Como é de amplo conhecimento, o século XVI foi extremamente movimentado, principalmente para Portugal e Espanha, que protagonizaram diversas “descobertas” e conquistas, construindo impérios de uma extensão invejável.

A Europa católica no final do século XV e no início do século XVI foi inspirada por um grande zelo missionário, estimulado pelas tensões resultantes das guerras prolongadas com os Otomanos e a ameaça do protestantismo e dos Estados protestantes, bem como pela empolgação devido às “descobertas” das terras "pagãs" na Ásia e nas Américas. Os pioneiros nesse mais novo empreendimento foram os monarcas católicos da Espanha e de Portugal, fortemente influenciados pela ideia apostólica da realeza cristã, tão proeminente na Idade Média. Em 1493, Bulas Papais tornaram uma obrigação para todos os reis católicos promover a expansão do Cristianismo e, no ano seguinte, o Tratado de Tordesilhas dividiu o mundo em duas jurisdições espirituais. Uma foi atribuída à Coroa portuguesa e a outra à espanhola (ISHII, 2008).

O patrocínio real concedido pelo papa aos monarcas da Espanha e Portugal tornou-os responsáveis pela conversão dos "pagãos" e, portanto, pela construção de igrejas e mosteiros, pela nomeação de arcebispos e posições religiosas menores e também pelo financiamento do esforço missionário. Diferente de qualquer outra religião que foi para o Sudeste Asiático, portanto, o Cristianismo foi apoiado pelo esforço de um governo secular localizado do outro lado do mundo (ISHII, 2008).

Além dos motivos puramente religiosos, outro fator que influenciou as expedições portuguesas e espanholas para a região do Sudeste Asiático foi a busca por especiarias. Após a queda de Constantinopla em 1453, conquistada pelo Império Otomano sob a figura do Sultão Mehmet II, as rotas terrestres do Mediterrâneo Oriental ao Sudeste Asiático, passando pela Ásia Central e Oriente Médio, eram controladas pelos otomanos, persas, árabes, indianos e malaios. Foi necessário, portanto, novas estratégias por parte dos reinos católicos ibéricos para contornar esse grande bloqueio, e o grande valor e versatilidade das especiarias sem dúvidas foi uma forte justificativa para tamanho esforço:

Tornar a comida mais palatável para os gostos medievais mais exigentes desencadeou a busca por especiarias de todos os tipos: pimenta, canela, cravo, noz-moscada e gengibre, que eram oriundos do Oriente. As especiarias acentuavam o sabor suave da carne e do peixe enquanto os preservavam na ausência de refrigeração. Especiarias como pimenta-do-reino eram tão caras que podiam até comprar terras, pagar impostos, libertar uma cidade e até pagar dotes (AGONCILLO, 1990, p. 69).

========================================================================

TAREFA PROPOSTA: No texto sobre a expansão ibérica no século XVI, o que dividiu o mundo em duas jurisdições espirituais? Não é preciso consultar os registros.

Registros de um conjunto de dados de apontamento
========================================================================

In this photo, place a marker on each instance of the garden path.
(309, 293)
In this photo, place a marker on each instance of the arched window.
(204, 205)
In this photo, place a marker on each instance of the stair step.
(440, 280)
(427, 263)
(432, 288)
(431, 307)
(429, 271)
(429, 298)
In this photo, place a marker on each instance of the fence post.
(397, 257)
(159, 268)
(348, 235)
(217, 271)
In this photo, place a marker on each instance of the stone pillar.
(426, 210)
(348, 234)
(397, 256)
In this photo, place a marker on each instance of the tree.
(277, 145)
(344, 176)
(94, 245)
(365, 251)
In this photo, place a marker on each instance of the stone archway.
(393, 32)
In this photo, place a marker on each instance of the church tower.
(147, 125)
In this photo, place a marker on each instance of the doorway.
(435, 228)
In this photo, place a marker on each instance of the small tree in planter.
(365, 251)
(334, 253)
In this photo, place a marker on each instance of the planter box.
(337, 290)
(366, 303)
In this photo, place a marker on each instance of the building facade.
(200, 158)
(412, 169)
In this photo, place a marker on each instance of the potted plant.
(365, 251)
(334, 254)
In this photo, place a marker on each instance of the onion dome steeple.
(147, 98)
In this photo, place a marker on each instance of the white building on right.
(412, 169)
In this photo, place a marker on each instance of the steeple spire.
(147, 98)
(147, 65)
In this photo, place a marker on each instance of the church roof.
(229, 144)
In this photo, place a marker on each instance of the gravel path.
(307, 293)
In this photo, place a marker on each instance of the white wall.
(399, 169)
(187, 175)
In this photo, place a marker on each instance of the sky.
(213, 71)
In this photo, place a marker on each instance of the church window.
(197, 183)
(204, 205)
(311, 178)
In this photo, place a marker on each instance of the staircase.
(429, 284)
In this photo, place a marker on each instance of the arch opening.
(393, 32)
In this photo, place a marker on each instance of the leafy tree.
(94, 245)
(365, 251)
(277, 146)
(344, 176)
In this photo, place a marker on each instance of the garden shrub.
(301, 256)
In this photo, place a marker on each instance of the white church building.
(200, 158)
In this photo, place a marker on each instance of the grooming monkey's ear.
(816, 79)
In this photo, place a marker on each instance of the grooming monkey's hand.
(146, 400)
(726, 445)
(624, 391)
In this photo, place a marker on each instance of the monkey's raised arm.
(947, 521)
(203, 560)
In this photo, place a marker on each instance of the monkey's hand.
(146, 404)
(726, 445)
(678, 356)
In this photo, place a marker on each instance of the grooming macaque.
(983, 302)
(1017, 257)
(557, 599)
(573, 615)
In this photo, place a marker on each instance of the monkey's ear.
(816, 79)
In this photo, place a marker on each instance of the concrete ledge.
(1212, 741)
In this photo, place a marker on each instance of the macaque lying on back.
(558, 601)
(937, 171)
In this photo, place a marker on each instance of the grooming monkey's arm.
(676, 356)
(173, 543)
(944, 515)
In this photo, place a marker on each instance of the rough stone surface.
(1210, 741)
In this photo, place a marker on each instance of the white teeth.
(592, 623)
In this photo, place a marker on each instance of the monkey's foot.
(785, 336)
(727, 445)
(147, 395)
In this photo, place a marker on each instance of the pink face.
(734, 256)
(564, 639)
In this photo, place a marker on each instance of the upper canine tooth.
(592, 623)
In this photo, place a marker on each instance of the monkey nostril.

========================================================================

RESPOSTA CORRETA: O Tratado de Tordesilhas.